* WHAT NEEDS TO BE DONE: Every record shown here must be duplicated without change.

Dataset items:
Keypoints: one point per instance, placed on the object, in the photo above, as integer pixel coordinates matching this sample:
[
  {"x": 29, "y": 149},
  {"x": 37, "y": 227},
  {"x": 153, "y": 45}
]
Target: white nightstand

* SOLUTION BELOW:
Keypoints: one point per instance, placed on the object, in the photo above, as integer pixel coordinates matching this sample:
[
  {"x": 29, "y": 149},
  {"x": 37, "y": 227},
  {"x": 153, "y": 45}
]
Target: white nightstand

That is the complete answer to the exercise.